**AIM OF THE EXERCISE**: All of the material below is to be repeated exactly.

**STORED RECORDS**:
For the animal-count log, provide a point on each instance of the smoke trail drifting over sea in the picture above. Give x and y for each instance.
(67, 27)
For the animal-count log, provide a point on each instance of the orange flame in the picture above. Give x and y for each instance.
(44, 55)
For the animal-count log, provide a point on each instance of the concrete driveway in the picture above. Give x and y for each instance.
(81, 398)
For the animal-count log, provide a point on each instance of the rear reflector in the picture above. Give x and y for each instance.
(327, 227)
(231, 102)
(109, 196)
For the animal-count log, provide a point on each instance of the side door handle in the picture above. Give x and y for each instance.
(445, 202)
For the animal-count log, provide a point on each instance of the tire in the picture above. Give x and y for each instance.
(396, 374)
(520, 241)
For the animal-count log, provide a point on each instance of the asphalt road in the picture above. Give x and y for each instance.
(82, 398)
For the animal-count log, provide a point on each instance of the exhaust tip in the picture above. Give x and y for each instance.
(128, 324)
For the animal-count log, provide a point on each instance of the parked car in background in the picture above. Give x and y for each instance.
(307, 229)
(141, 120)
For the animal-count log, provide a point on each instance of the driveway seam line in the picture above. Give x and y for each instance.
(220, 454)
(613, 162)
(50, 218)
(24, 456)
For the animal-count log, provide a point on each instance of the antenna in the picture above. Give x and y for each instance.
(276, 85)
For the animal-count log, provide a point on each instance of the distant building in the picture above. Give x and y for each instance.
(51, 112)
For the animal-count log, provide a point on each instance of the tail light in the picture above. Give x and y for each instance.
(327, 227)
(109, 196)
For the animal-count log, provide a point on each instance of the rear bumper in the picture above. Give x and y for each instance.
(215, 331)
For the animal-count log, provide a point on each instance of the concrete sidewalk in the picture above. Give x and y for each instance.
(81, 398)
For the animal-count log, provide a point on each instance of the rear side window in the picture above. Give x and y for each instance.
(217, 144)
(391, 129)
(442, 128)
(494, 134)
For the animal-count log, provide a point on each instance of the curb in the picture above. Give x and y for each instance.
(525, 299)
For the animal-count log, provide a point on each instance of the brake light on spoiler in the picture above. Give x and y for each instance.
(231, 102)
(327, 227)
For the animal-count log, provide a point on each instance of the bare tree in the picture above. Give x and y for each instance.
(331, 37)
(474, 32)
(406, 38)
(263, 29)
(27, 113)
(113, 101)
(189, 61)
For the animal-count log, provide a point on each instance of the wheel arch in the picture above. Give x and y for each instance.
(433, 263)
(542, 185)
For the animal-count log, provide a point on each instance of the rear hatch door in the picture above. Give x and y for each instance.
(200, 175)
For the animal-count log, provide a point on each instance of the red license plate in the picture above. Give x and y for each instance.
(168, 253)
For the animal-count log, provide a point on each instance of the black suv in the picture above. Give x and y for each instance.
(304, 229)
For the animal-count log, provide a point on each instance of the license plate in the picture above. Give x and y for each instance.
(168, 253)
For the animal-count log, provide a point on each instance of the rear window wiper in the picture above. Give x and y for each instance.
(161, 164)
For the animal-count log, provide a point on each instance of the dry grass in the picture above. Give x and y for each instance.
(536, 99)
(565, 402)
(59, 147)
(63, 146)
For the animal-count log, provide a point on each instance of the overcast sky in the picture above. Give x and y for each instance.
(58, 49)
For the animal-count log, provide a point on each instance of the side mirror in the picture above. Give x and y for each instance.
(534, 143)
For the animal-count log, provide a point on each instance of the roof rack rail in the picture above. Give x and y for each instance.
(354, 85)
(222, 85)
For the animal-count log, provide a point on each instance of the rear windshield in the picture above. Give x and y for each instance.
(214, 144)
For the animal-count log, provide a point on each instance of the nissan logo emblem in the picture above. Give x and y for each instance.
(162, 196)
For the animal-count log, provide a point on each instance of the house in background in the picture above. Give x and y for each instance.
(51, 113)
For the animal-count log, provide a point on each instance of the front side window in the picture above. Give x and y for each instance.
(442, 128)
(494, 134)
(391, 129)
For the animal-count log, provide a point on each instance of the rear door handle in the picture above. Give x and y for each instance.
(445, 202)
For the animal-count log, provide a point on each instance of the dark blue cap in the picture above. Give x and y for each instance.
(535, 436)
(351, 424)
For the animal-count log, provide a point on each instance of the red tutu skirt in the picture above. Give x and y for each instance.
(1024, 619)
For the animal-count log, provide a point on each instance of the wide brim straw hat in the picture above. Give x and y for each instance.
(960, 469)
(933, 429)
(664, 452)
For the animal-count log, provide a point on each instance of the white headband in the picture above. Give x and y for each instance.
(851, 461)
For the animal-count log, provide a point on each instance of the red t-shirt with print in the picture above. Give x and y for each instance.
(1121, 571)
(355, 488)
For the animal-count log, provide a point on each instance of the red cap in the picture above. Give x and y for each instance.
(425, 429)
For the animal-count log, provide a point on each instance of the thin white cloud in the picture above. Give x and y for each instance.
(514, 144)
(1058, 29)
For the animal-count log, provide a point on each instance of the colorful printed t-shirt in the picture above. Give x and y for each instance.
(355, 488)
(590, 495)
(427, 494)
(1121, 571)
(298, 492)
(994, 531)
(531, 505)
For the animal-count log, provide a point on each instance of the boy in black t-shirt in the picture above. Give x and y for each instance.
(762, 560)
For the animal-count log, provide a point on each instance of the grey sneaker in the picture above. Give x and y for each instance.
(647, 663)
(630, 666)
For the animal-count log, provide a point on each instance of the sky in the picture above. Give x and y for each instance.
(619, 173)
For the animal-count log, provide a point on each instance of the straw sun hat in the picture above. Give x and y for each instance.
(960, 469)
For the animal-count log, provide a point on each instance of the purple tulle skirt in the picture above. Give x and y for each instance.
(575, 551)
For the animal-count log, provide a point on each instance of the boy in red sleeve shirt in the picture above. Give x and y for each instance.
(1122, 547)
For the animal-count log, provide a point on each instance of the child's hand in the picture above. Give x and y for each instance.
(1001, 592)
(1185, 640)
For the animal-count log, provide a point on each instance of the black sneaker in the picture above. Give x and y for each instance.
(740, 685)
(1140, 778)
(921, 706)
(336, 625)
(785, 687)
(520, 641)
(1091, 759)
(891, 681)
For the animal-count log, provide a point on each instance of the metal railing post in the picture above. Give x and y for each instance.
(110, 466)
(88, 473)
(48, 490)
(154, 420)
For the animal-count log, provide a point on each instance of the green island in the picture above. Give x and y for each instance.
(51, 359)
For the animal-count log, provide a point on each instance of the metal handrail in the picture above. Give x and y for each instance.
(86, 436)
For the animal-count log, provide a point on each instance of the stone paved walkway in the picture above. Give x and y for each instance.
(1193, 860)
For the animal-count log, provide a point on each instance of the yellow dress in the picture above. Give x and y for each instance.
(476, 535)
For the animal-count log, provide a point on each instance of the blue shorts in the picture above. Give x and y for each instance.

**SOLUTION TO THE EXERCISE**:
For the animal-count log, provide a point on each instance of the smoke trail drifting over sea in the picture above. Give x and y for each instance.
(67, 27)
For the animal-count log, provide a point on each instance of the orange flame in the picture above. Give x and y for each instance.
(44, 55)
For the animal-count log, provide a point on each instance of the concrete driveway in the picture above. Give x and y for each instance.
(81, 398)
For the animal-count log, provide a point on each instance of the rear reflector in the picture above. Give x and y for each instance.
(327, 227)
(231, 102)
(109, 196)
For the animal-count log, provide a point on each instance of the side door handle in the picture above. Give x and y for each instance.
(445, 202)
For the animal-count log, provide a point on each instance of the tire in the picture above. Give x and y for each instance.
(396, 374)
(520, 241)
For the animal-count log, provide a point on each instance of the asphalt road in the picture above. Give x and y for each instance.
(82, 398)
For the animal-count log, provide a point on each instance of the exhaust tip in the picture above. Give x and y for each instance.
(128, 324)
For the animal-count log, provide a point on each instance of the parked car in background in the picture above. Give x and y for each instance.
(307, 229)
(141, 120)
For the animal-count log, provide a point on each instance of the driveway seam line in the picture above. Give x and y for each instance.
(220, 454)
(613, 162)
(50, 218)
(24, 456)
For the animal-count log, provide a point on each instance of the antenna in the picture above. Give x and y for each instance.
(276, 85)
For the animal-count log, provide a point on each instance of the distant building in the picture above. Give x and y for each instance.
(51, 112)
For the animal-count log, provide a point on each instance of the tail light in the picture above. Give x and y for each instance.
(327, 227)
(109, 196)
For the animal-count log, provide a point on each instance of the rear bumper in the picture above. Give x and y for each instance.
(215, 331)
For the animal-count log, provide a point on each instance of the concrete sidewalk in the picture above. Give x and y for each instance.
(81, 398)
For the animal-count log, provide a point on each instance of the rear side window in the picture above. Give x and y for each instance.
(217, 144)
(391, 129)
(442, 128)
(494, 134)
For the animal-count log, provide a point on each instance of the curb in the picture above. Give x and y for each instance.
(525, 299)
For the animal-count log, provide a point on each instance of the brake light on spoiler in the picture above. Give x and y for each instance.
(231, 102)
(327, 227)
For the animal-count log, provide a point on each instance of the bare tree in the picture above. Give x and y for each instance.
(331, 37)
(474, 32)
(406, 38)
(263, 29)
(27, 113)
(113, 101)
(189, 61)
For the animal-count log, provide a point on each instance of the wheel arch in the picture above. Give x and y for each instance.
(433, 263)
(542, 185)
For the animal-count log, provide a point on each instance of the rear hatch door in the picture above. Give x and y for each instance.
(200, 175)
For the animal-count log, provide a point on each instance of the red license plate in the picture above. Give x and y for each instance.
(168, 253)
For the animal-count log, provide a point on each instance of the black suv in the picture above. Give x and y for each instance.
(304, 229)
For the animal-count log, provide a point on each instance of the license plate in the picture above. Give x and y for each instance.
(168, 253)
For the animal-count log, provide a point on each instance of the rear window wiper in the picture above. Give x and y for each instance.
(161, 164)
For the animal-count log, provide a point on each instance of the dry grass in the picture above. Give x and y for each instance.
(536, 99)
(565, 402)
(59, 147)
(63, 146)
For the animal-count log, provide a point on each instance of the overcast sky in the picture above. Give x and y for each instance.
(58, 49)
For the animal-count log, provide a point on each instance of the side mirror in the picture above. Give x and y for each instance.
(534, 143)
For the animal-count log, provide a point on each instance of the roof rack rail in the picture above. Give x and y for each instance.
(354, 85)
(222, 85)
For the animal-count log, provide a point on each instance of the rear windshield in the picture above. Give x and y for each instance.
(214, 144)
For the animal-count log, provide a point on each instance of the nissan logo emblem in the picture above. Give x and y for each instance.
(162, 196)
For the animal-count log, provide a point on each instance of the house in background in the picture above. Give x and y for each instance.
(51, 113)
For the animal-count log, provide a point on each instance of the front side window in the picture above. Give x and y for each instance.
(442, 128)
(494, 134)
(391, 129)
For the animal-count log, provide a point on each instance of the rear door handle in the picture above. Give x and y for each instance.
(445, 202)
For the animal-count log, provide a point on each instance of the dark blue cap in the picture above. Give x and y for each instance.
(535, 436)
(351, 424)
For the animal-count log, provide a point on each instance of the red tutu skirt in the picture above. Give x and y for each instance.
(1024, 619)
For the animal-count log, provide a point on each instance of the wide brim straw hat in the picture above. Give x and y for each instance.
(960, 469)
(933, 429)
(664, 452)
For the animal-count log, provide a point on each instance of the white headband in the picture above. Give x and y for each instance.
(851, 461)
For the animal-count log, provide a point on each instance of the red t-shirt with print in the picture above. Give x and y for each instance.
(1121, 571)
(355, 488)
For the animal-count log, provide a point on each instance of the red cap in the picture above. Give x and y for each instance.
(425, 429)
For the animal-count log, provide a point on each instance of the thin white cloud in the picture above. Give x and y for each instance.
(514, 144)
(1058, 29)
For the animal-count log, provide a point on each instance of the colorful printed t-shirt in the picture above. Give x and y for each instance.
(355, 488)
(590, 495)
(427, 494)
(1121, 571)
(298, 492)
(994, 531)
(531, 505)
For the animal-count log, provide a point on each instance of the boy in black t-shirt in the picture above. Give x and y for each instance.
(762, 560)
For the animal-count log, provide a point on each instance of the grey sneaker in the picture above. Give x and y for each instance.
(647, 663)
(630, 666)
For the animal-count log, provide a point on each instance of the sky in the picture above. Give x and y for each instance.
(619, 173)
For the animal-count log, provide a point on each instance of the straw sun hat in the picture above. Give x and y for each instance.
(960, 469)
For the animal-count log, provide a point on each instance of the purple tulle skirt in the picture above. Give x and y for each instance.
(575, 551)
For the animal-count log, provide a point on each instance of the boy in red sleeve shirt in the picture above. Give x and y for each instance.
(1122, 547)
For the animal-count log, provide a point on each instance of the child's hand in the picture above. Give x and y for each instance.
(1001, 592)
(1185, 640)
For the animal-count log, provide a point on each instance of the black sneaker in the picture above. Give x and y for each instance.
(740, 685)
(1140, 778)
(921, 706)
(336, 625)
(785, 687)
(520, 641)
(1091, 759)
(891, 681)
For the animal-count log, provide a point on each instance of the metal railing post in the picture above. Give x and y for each instance.
(110, 466)
(88, 473)
(48, 490)
(154, 420)
For the animal-count log, provide a point on each instance of the green island in the picture above. Give x and y for each instance.
(51, 359)
For the animal-count log, provide a point on each instance of the metal handrail in the picture above. Give x and y for each instance.
(86, 436)
For the animal-count log, provide a point on each instance of the stone paved walkway in the picture above. Give x and y for each instance.
(1193, 860)
For the animal-count log, provide a point on each instance of the yellow dress in the picture above. Give x and y for each instance.
(476, 535)
For the animal-count log, provide a point on each instance of the blue shorts in the picture above. Give x and y for each instance.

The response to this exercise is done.